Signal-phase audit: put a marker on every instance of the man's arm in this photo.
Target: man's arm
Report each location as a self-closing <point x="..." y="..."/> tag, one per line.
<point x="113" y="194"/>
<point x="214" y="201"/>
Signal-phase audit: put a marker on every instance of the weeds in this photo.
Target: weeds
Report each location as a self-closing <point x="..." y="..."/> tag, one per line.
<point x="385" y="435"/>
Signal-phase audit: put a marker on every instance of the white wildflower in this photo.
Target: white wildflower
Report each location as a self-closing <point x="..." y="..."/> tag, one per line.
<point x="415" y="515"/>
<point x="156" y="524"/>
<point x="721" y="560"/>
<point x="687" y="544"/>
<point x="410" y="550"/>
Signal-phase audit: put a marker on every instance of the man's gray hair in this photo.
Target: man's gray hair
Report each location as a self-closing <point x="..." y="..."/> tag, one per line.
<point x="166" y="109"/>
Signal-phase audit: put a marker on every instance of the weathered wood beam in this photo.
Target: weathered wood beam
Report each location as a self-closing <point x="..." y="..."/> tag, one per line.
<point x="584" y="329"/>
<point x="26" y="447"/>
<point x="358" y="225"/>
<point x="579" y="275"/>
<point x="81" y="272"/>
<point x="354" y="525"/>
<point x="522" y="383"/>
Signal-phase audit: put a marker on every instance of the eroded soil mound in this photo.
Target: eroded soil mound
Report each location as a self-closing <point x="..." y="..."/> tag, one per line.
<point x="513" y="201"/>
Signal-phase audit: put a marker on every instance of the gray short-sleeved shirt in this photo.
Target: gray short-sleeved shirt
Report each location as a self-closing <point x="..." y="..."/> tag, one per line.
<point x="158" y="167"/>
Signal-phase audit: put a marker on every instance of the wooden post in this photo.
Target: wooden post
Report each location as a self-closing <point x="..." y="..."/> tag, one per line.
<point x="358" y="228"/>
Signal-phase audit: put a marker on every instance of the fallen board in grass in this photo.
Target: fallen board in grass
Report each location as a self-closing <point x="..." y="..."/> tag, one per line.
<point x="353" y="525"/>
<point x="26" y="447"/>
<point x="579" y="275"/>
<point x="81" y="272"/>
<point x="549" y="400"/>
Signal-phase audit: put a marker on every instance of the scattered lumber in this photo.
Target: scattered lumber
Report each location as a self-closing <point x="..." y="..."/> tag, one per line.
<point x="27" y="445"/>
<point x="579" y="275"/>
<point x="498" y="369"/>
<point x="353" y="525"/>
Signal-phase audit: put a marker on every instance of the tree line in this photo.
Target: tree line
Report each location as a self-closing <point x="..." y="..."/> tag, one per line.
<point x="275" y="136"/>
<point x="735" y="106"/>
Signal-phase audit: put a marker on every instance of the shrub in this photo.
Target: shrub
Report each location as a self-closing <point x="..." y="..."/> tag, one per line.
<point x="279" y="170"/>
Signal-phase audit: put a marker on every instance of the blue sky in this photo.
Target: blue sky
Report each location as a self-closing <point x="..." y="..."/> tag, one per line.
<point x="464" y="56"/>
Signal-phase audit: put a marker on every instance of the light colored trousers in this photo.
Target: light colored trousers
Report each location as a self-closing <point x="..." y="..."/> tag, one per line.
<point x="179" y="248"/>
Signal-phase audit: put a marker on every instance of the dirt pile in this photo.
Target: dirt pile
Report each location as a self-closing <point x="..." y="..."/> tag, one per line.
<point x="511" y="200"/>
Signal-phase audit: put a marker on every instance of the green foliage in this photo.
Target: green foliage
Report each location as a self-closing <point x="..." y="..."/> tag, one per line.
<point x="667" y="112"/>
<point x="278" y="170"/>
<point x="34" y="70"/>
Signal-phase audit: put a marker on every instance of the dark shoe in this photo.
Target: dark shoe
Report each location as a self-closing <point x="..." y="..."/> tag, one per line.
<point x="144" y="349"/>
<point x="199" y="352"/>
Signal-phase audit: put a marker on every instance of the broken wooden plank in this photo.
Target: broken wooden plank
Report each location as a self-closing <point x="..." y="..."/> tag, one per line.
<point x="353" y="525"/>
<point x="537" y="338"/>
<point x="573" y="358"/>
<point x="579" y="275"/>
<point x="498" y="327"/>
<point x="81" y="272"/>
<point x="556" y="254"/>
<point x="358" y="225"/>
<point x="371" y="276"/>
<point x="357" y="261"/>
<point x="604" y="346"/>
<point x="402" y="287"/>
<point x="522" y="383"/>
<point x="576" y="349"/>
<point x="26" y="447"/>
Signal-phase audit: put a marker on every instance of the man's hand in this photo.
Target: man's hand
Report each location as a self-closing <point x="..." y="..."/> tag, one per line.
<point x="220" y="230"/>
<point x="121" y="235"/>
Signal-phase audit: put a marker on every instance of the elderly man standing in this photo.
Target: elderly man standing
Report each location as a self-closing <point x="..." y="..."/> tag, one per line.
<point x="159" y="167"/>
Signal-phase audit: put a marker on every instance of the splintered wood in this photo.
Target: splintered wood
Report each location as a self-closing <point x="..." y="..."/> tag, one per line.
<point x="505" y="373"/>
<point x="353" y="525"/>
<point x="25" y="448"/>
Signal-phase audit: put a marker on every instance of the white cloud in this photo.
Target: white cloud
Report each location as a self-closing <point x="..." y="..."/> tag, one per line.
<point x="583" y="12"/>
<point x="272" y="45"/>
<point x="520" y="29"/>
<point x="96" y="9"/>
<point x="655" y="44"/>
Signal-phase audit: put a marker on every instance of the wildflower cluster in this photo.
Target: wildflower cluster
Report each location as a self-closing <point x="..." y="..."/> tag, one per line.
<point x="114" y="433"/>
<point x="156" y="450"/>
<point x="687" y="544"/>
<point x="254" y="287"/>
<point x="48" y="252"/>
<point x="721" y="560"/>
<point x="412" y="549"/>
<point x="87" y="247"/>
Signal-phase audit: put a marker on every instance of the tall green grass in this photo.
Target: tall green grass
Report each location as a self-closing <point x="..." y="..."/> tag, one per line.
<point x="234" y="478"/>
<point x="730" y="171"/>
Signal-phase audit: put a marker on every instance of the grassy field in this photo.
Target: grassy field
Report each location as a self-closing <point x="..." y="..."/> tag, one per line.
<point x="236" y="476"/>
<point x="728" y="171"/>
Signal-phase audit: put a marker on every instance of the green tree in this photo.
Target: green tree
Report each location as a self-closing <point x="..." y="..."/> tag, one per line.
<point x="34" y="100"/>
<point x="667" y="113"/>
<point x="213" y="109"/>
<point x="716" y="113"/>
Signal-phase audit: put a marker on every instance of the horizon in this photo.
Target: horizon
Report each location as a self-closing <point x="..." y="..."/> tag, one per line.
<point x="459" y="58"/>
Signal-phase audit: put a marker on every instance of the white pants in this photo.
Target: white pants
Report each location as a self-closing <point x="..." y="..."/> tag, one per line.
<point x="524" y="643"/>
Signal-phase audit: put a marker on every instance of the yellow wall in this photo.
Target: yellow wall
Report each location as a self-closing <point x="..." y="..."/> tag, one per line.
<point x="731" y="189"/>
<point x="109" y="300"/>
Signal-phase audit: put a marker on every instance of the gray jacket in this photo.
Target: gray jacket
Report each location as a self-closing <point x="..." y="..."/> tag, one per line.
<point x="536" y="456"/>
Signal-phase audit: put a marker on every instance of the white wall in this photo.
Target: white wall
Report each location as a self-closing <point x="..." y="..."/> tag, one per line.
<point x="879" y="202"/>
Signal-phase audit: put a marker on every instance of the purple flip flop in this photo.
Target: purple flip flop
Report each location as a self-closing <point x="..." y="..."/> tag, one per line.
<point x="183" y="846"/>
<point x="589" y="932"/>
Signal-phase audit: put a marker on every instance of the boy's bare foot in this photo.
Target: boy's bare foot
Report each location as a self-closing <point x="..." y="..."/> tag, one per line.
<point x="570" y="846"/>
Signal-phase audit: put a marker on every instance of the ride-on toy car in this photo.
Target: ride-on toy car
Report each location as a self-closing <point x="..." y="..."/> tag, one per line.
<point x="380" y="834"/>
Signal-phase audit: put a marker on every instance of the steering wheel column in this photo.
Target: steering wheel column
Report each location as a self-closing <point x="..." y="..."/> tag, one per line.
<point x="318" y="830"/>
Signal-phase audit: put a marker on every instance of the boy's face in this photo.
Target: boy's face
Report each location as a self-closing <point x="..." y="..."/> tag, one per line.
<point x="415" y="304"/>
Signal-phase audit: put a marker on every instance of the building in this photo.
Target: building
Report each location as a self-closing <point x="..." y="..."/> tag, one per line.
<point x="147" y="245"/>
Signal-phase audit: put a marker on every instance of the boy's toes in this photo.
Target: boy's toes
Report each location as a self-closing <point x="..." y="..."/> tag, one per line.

▶ Written problem
Copy only the stretch running from the line containing "Signal-phase audit: put a marker on every instance of the yellow" to the final line of the entries, both ends included, exactly as it stands.

▶ Answer to this problem
Signal-phase audit: put a marker on every instance of the yellow wall in this photo.
Target: yellow wall
Report each location as a self-closing <point x="..." y="..."/> tag, one per line.
<point x="731" y="189"/>
<point x="109" y="300"/>
Signal-phase audit: put a marker on every instance of the gray jacket in this photo.
Target: gray jacket
Report each location as a self-closing <point x="..." y="..."/> tag, one per line.
<point x="536" y="456"/>
Signal-phase audit: put a marker on every instance of the white wall in this photo.
Target: white wall
Report each location as a self-closing <point x="..." y="..."/> tag, one per line.
<point x="879" y="202"/>
Signal-phase audit: put a marker on every instance of the purple flip flop in this photo.
Target: purple flip flop
Report each location as a self-closing <point x="..." y="..."/> tag, one per line.
<point x="183" y="846"/>
<point x="589" y="932"/>
Signal-phase audit: put a marker on every instance of the boy's bare foot in this photo.
Target: boy's bare foot
Report each location as a self-closing <point x="..." y="..."/> tag, one per line.
<point x="570" y="846"/>
Signal-phase audit: put a marker on every instance of the ride-on toy car in this photo.
Target: ride-on toy car
Report each location as a self-closing <point x="..." y="..."/> tag, one per line.
<point x="380" y="834"/>
Signal-phase audit: put a marker on every instance of the steering wheel column in this photo.
Target: steering wheel column
Report each location as a self-closing <point x="..." y="..."/> tag, one per line.
<point x="318" y="830"/>
Signal-phase audit: put a marker on every instance of the boy's face in this photo.
Target: boy's face
Report each location as a self-closing <point x="..." y="..."/> tag, one per line.
<point x="415" y="304"/>
Signal-phase audit: put a marker on every instance of the building in this photo.
Target: building
Report each location as a self-closing <point x="..." y="..."/> tag, one per line.
<point x="147" y="245"/>
Signal-phase audit: put a marker on every instance of the boy's toes in this photo.
Target: boy's toes
Report each location as a self-closing <point x="..." y="..."/> tag, one per line.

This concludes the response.